- _Set problem A_
In the blog post about quitting Foursquare, which company does the author say seems to be behind every new program leveraging Foursquare?
- _Set problem B_
Continue the blog post about Mad Men and advertising from its last sentence, adding a few paragraphs in the same voice.

- _Page excerpt_
————

29 March 2012

This Is a Blog Post, Not a Foursquare Check-In

Need to see more of these
NEW YORK – I’m in the Capital of the World today, but you wouldn’t know it from my Foursquare profile. Regular readers know I quit Foursquare exactly one year ago.

I originally joined because I believe Foursquare is in the sweet spot intersecting mobile, social and retail. I stopped checking in because they never delivered on it.

As a business person, I’m rooting for them. As a consumer, I no longer saw the point. There was very little in the way of offers or enhancing the retail experience.

Hopefully that’s going to change. Keep an eye on American Express. Every time I read about some new program leveraging Foursquare, it seems American Express is behind it. They have a presence on Foursquare and there has been recent press coverage like this. Industry cognoscenti know about Amex’s broader social media strategy. and Foursquare CEO Dennis Crowley’s address at SXSW.

If they can go beyond checking in for the sake of checking in, I’ll get back on Foursquare in a New York minute.

What about you? Are you using Foursquare? If so, are you using it as much as when you first joined?

26 March 2012

What Mad Men Teaches Us About Advertising in 2012

The Diversity Committee will see you now
I didn’t watch Mad Men last night. I’m living it today.

There’s nothing wrong with nostalgia, mind you. That early 1960s era is of particular interest to me. On my desk is a small photo of my grandfather taken right about that time.

In addition, I believe history teaches us a lot. In the same way following world history makes us better citizens, following advertising history makes us better at what we do.

————

- _Data_
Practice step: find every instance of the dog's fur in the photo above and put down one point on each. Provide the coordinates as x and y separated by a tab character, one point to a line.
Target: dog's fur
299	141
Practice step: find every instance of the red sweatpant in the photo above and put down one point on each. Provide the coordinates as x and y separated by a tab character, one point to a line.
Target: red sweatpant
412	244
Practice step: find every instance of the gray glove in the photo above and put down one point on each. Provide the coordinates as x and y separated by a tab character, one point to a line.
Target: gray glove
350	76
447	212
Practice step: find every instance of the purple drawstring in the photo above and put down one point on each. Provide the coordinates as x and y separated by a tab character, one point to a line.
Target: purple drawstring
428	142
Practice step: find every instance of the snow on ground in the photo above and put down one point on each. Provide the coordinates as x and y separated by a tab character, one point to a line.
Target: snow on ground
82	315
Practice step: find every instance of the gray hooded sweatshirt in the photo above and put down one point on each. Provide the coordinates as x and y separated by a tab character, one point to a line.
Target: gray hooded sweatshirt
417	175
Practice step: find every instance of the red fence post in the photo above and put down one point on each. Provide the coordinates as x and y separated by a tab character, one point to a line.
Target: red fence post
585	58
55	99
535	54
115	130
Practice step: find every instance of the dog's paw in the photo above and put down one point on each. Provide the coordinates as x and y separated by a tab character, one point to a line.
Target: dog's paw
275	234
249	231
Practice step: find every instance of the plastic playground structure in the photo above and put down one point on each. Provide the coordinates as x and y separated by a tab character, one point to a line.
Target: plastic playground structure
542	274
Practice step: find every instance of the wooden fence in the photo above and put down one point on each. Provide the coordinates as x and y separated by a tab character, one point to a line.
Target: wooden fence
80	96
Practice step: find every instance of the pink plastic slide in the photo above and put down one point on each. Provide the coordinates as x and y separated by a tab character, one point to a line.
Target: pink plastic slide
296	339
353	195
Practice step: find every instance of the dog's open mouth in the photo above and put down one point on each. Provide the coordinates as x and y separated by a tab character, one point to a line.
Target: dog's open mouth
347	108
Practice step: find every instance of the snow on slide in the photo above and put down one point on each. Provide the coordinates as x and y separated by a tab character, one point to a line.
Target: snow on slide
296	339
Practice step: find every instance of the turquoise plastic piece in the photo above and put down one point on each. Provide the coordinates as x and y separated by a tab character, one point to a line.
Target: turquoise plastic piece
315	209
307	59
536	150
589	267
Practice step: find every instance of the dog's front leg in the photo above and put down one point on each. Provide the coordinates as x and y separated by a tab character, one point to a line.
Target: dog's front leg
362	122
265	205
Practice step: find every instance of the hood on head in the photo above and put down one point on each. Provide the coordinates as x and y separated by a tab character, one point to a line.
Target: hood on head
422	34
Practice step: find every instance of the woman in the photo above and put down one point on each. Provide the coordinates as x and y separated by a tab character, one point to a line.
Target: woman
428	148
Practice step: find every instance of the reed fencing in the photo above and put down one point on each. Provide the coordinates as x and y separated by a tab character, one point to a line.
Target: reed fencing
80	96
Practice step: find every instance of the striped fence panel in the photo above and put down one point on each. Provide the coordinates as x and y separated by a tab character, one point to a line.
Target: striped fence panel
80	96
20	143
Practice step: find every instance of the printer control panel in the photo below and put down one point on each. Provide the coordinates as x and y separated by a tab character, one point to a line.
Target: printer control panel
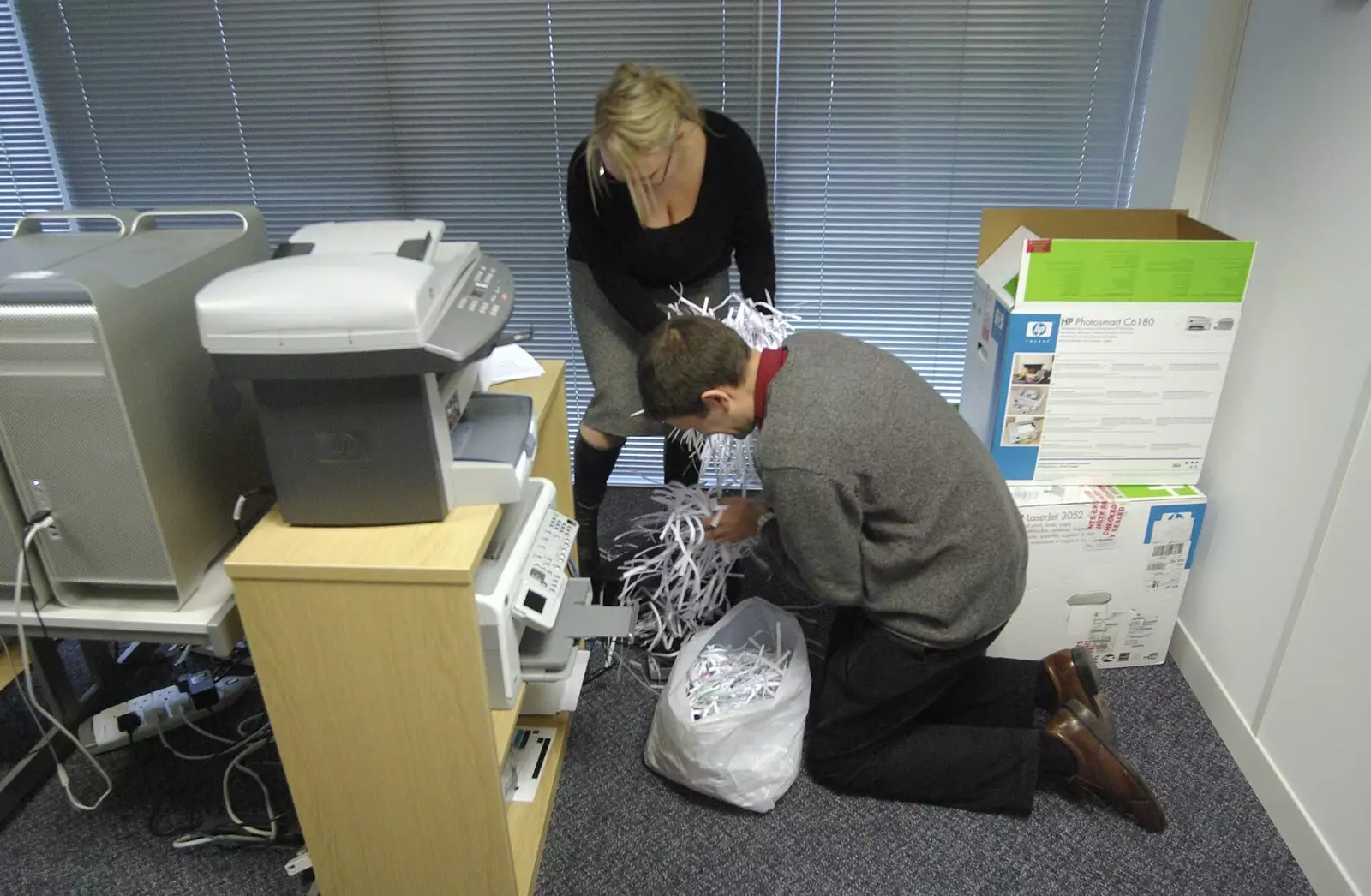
483	308
490	292
541	594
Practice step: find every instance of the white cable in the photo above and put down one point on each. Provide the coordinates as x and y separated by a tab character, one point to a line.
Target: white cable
31	533
266	795
210	735
244	722
182	756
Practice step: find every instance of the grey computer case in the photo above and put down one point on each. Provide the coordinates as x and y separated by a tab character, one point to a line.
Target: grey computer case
29	254
111	415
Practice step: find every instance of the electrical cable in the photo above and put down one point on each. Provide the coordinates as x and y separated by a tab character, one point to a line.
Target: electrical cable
266	795
210	735
47	521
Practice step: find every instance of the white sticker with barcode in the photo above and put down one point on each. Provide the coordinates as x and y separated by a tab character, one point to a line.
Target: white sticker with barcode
1167	566
1172	528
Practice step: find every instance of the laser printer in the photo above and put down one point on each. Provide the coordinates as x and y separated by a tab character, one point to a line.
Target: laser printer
360	340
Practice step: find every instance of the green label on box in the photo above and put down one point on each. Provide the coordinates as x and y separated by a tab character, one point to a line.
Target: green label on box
1138	270
1156	491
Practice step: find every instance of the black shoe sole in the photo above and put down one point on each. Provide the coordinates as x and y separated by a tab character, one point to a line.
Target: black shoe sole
1085	666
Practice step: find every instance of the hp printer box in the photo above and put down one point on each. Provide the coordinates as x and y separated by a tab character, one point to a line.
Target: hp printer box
1107	569
1099	343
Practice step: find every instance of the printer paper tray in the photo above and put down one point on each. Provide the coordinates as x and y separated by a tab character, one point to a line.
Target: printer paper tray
552	651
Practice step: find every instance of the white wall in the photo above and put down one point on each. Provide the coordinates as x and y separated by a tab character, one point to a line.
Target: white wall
1316	726
1275	633
1292	173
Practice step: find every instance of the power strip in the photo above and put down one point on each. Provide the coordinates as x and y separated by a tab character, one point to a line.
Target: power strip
159	710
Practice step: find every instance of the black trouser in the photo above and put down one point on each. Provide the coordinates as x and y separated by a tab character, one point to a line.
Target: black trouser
900	721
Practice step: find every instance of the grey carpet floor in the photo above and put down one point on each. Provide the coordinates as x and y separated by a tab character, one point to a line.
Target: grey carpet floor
620	829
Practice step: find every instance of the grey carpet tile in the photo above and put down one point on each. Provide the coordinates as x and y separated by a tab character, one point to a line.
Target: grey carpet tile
620	829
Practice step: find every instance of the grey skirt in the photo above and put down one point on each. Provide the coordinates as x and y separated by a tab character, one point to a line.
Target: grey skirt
610	349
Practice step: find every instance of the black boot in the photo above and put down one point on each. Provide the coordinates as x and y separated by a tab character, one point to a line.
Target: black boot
590	481
679	463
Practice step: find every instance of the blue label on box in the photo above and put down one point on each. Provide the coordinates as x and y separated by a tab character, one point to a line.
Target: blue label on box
1025	369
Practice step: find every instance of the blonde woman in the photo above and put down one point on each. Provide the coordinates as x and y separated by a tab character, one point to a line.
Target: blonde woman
662	196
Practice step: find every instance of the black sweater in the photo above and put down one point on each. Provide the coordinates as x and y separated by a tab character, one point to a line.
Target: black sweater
730	219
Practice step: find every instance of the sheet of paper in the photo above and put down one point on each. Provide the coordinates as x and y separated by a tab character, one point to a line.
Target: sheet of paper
507	363
528	756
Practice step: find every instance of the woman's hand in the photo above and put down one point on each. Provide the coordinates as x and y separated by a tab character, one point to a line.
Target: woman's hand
737	521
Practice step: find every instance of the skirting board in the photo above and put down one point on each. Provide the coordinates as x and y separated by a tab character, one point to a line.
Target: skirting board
1296	827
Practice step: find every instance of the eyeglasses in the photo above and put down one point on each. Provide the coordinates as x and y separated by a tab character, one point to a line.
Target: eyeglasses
656	178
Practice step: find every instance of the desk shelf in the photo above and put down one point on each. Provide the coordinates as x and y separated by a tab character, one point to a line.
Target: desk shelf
528	822
379	624
505	722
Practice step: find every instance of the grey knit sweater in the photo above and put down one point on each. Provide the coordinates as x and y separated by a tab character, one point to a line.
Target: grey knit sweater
884	499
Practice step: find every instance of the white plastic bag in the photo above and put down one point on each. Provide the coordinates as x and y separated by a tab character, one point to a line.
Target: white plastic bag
751	756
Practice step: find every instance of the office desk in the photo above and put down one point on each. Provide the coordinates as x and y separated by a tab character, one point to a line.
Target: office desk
368	651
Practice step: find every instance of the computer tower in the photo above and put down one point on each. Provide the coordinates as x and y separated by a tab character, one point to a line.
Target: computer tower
111	415
31	254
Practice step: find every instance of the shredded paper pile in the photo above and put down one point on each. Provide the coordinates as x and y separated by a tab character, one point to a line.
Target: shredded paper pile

————

- _Exercise result A_
American Express.

- _Exercise result B_
What we do is sell. And modern times are the best times to be doing just that. The last great upheaval in advertising was driven by television, but it only happened once. Digital technology drives new upheavals all the time. It’s happening so fast that few can keep up with it or understand it. Major CPG companies struggle; former Mad Men seem to understand. But as Matt Nelson of Tribal DDB put it, now is the golden era for advertising.

In a similar reflection, Duff Stewart of GSD&M said “a successful leader in advertising… today is defined by curiosity.” I couldn’t have said it better myself. (Well – I tried, here and here.) With such a menu of challenges and buffet of media options, more than ever we can say “it’s all advertising” and get to the task of selling in new ways. We have much to learn.

One thing Mad Men can teach us is how little progress we’ve made on diversity. There’s more diversity among media options than the employees who practice them. It’s the best time to be in advertising – but it could be better.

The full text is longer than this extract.